*Exercise description*. Can the data below be echoed back word for word?

------

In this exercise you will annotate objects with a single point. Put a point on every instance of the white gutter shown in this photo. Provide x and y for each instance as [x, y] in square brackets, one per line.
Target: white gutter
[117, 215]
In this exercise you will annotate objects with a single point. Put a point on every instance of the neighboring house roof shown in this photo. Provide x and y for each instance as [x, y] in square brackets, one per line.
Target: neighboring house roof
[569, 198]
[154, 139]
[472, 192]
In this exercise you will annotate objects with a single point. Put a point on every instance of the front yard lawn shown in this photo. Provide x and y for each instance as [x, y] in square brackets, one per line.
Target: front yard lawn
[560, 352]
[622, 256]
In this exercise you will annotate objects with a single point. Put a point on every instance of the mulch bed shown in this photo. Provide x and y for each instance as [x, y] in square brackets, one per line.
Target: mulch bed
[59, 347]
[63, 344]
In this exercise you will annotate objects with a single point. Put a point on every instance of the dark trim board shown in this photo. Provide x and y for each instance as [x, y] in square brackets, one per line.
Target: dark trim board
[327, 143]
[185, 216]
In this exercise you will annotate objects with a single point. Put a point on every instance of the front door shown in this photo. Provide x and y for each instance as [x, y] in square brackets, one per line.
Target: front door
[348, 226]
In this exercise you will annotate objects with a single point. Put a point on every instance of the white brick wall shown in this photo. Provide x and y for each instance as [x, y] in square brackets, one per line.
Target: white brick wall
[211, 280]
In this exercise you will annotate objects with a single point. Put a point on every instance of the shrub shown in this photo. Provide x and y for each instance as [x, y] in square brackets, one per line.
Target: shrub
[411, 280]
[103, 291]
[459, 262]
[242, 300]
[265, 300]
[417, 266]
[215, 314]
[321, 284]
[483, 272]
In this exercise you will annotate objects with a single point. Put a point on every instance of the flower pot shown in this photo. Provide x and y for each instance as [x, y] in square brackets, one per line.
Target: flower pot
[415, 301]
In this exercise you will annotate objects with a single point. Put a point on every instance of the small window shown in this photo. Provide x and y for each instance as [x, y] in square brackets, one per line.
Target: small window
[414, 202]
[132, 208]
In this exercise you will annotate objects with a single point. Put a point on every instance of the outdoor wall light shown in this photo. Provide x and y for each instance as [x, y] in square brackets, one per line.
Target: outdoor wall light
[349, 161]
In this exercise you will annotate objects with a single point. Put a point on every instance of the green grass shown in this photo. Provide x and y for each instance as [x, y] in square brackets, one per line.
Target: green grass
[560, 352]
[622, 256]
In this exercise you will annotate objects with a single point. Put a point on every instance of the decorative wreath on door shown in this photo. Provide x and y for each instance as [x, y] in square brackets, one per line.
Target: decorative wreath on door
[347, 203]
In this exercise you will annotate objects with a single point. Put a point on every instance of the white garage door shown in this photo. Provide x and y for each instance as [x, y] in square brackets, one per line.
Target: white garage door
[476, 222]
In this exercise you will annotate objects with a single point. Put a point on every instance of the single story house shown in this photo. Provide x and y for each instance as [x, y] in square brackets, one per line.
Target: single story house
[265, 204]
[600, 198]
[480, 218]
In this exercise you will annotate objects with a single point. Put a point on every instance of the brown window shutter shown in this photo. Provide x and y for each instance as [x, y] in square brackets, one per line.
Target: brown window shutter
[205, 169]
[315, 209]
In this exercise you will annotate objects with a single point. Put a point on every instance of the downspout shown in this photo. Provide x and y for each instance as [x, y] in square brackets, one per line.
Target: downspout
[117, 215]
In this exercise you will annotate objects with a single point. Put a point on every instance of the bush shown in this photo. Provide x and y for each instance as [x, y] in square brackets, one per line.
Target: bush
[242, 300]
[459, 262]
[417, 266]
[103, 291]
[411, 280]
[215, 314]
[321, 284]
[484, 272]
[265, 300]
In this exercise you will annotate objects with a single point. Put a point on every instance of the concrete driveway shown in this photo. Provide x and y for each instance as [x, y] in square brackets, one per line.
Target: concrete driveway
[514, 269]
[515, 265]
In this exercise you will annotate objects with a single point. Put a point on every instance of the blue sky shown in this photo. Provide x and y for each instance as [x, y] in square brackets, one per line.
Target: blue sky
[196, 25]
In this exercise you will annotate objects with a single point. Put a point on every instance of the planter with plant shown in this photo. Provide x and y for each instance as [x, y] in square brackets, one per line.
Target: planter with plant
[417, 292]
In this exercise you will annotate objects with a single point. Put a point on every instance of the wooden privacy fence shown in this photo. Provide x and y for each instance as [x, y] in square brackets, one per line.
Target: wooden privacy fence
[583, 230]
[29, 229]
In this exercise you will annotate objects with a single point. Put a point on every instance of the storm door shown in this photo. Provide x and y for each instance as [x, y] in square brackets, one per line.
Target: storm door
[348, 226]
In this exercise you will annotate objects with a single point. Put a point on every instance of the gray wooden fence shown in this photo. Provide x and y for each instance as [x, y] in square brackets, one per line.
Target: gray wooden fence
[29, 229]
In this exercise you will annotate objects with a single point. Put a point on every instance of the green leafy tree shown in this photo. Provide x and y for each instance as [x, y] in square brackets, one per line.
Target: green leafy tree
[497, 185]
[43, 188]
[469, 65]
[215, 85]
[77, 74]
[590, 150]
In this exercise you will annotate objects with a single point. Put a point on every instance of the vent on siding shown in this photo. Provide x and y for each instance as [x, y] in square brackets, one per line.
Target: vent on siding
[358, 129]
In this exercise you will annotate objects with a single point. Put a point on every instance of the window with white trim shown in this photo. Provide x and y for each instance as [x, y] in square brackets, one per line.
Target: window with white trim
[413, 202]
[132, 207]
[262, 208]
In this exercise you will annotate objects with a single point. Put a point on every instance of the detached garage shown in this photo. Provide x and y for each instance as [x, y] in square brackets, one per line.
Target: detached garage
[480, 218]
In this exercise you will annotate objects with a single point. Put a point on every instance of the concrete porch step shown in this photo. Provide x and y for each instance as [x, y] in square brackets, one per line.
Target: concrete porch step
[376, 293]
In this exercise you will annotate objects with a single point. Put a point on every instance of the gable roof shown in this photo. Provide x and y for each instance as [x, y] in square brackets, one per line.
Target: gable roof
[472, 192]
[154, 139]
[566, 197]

------

*Exercise output*.
In this exercise you will annotate objects with a single point. Put a point on every instance of the white gutter shown in this photo. Provide x and y for each instance as [x, y] in square brackets, one per line.
Target: white gutter
[117, 215]
In this exercise you will annotate objects with a single point. Put a point on every instance of the neighboring house roof shown in this photo. Provide x and y for each instance as [x, y] in square brackets, one per line.
Target: neighboring house roof
[569, 198]
[154, 139]
[472, 192]
In this exercise you will annotate objects with a single point. Put a point on every instance of the front yard lawn shown in this photo. Provide x and y for each instance as [x, y] in square brackets, one per line.
Target: front yard lawn
[560, 352]
[622, 256]
In this exercise you will annotate objects with a single point. Put a point on every instance of the mulch bed shown in this photo. Provide x and y for each instance as [x, y] in square brackets, one per line.
Target: mulch bed
[59, 347]
[63, 344]
In this exercise you will annotate objects with a single point. Put a point on every instance of the dark trim board shown in this photo. Provide x and y for each instance as [x, y] in square brackets, one per line.
Target: dark trim board
[327, 143]
[185, 216]
In this exercise you will annotate objects with a single point. Put a point on every instance of the front door shown in this photo. Provide x and y for each instance as [x, y] in square brackets, one per line.
Target: front door
[348, 226]
In this exercise you will annotate objects with a single point. Put a point on every instance of the white brick wall shown in this photo. Provide x and y for each instance as [x, y] in square brackets, one per line.
Target: white brick wall
[211, 280]
In this exercise you will annotate objects with a single point. Put a point on every instance of the shrub shown in this photo. Provide x and y for each instance as [x, y] in square brackets, one per line.
Target: shrub
[411, 280]
[103, 291]
[459, 262]
[242, 300]
[265, 300]
[417, 266]
[215, 314]
[321, 284]
[483, 272]
In this exercise you will annotate objects with a single point. Put a point on every instance of the flower pot shown in this photo. Provide x and y for each instance as [x, y] in square brackets, one per line.
Target: flower pot
[415, 301]
In this exercise you will annotate objects with a single point. Put a point on every instance of the small window shown in this photo. Provide x and y for each instance as [x, y] in square brackets, one per line.
Target: small window
[414, 202]
[132, 208]
In this exercise you will annotate objects with a single point. Put a point on every instance of the outdoor wall light shown in this photo. Provide x and y for each instance as [x, y] in square brackets, one per line.
Target: outdoor wall light
[349, 161]
In this exercise you will annotate objects with a single point. Put a point on every instance of the green grass shown in this photo. Provide x and y for each instance as [x, y] in square brackets, one per line.
Target: green grass
[560, 352]
[622, 256]
In this exercise you will annotate objects with a single point. Put a point on every instance of the decorative wreath on door shown in this photo. Provide x and y for each instance as [x, y] in square brackets, one per line.
Target: decorative wreath on door
[347, 203]
In this exercise you will annotate objects with a single point. Put a point on every instance of the white garage door shown in this photo. Provide x and y for each instance as [x, y] in square brackets, one per line.
Target: white garage door
[476, 222]
In this exercise you will annotate objects with a single point. Put a point on every instance of the single story house shown in this photo. Provide x and y for each instance as [x, y] in square brackets, one per line.
Target: single story house
[265, 204]
[600, 198]
[480, 218]
In this exercise you will annotate objects with a single point. Put a point on every instance of the brown window shutter shown in this photo. Provide x and y for each instance as [x, y] in square brackets, one per line.
Target: brown window shutter
[205, 169]
[315, 209]
In this exercise you will annotate objects with a single point. Put a point on every instance of the downspout shown in this photo. Provide x and y for each instance as [x, y] in square brackets, one per line.
Target: downspout
[117, 215]
In this exercise you will annotate objects with a single point. Put a point on every instance of the bush shown in this photo. Provide x and y for each instance as [x, y] in square brackets, one per line.
Target: bush
[242, 300]
[459, 262]
[417, 266]
[103, 291]
[411, 280]
[215, 314]
[321, 284]
[484, 272]
[265, 300]
In this exercise you will annotate objects with a single point. Put a point on every instance of the concrete driveway shown in this photo. Provide x and y for each instance as [x, y] in square brackets, one per line.
Target: concrete driveway
[514, 269]
[515, 265]
In this exercise you will annotate objects with a single point. Put a point on every instance of the blue sky shown in this photo. Provide x and y for each instance as [x, y] in square brackets, one per line.
Target: blue sky
[196, 25]
In this exercise you will annotate objects with a single point. Put a point on every instance of the planter with plant shown in this photo. Provide x and y for each instance as [x, y] in square brackets, one per line.
Target: planter with plant
[417, 292]
In this exercise you will annotate objects with a single point. Put a point on every instance of the wooden privacy fence shown in this photo. Provide x and y for each instance as [x, y] in square brackets, one per line.
Target: wooden privacy fence
[583, 230]
[29, 229]
In this exercise you will annotate objects with a single point. Put a point on every instance of the storm door shown in this photo. Provide x and y for each instance as [x, y] in square brackets, one per line.
Target: storm door
[348, 226]
In this exercise you will annotate objects with a single point. Put a point on every instance of the gray wooden fence shown in this photo. Provide x and y for each instance as [x, y] in square brackets, one per line.
Target: gray wooden fence
[29, 229]
In this exercise you will annotate objects with a single point. Put a point on every instance of the green leafy tree shown in this photo. Provide x and y for each instance as [x, y] in square brackets, one per line.
Target: green leafy tree
[497, 185]
[43, 188]
[469, 65]
[215, 85]
[77, 74]
[590, 150]
In this exercise you will annotate objects with a single point. Put a point on every instance of the vent on siding shown in this photo. Provide x and y for each instance as [x, y] in square brackets, one per line.
Target: vent on siding
[358, 129]
In this exercise you will annotate objects with a single point. Put a point on every instance of the window with white trim shown in this photo. Provide x and y for each instance as [x, y] in square brackets, one per line.
Target: window with white trim
[413, 202]
[132, 207]
[262, 208]
In this exercise you will annotate objects with a single point. Put a point on every instance of the detached garage shown in this photo. Provide x and y for each instance as [x, y] in square brackets, one per line.
Target: detached garage
[480, 218]
In this exercise you will annotate objects with a single point. Put a point on every instance of the concrete porch step shown in this photo. Provide x and y for each instance as [x, y] in square brackets, one per line.
Target: concrete porch step
[376, 293]
In this exercise you will annotate objects with a single point. Put a point on every instance of the gable roof shown in this photo. Provide x and y for each instance as [x, y] in square brackets, one per line.
Target: gable roof
[472, 192]
[154, 139]
[566, 197]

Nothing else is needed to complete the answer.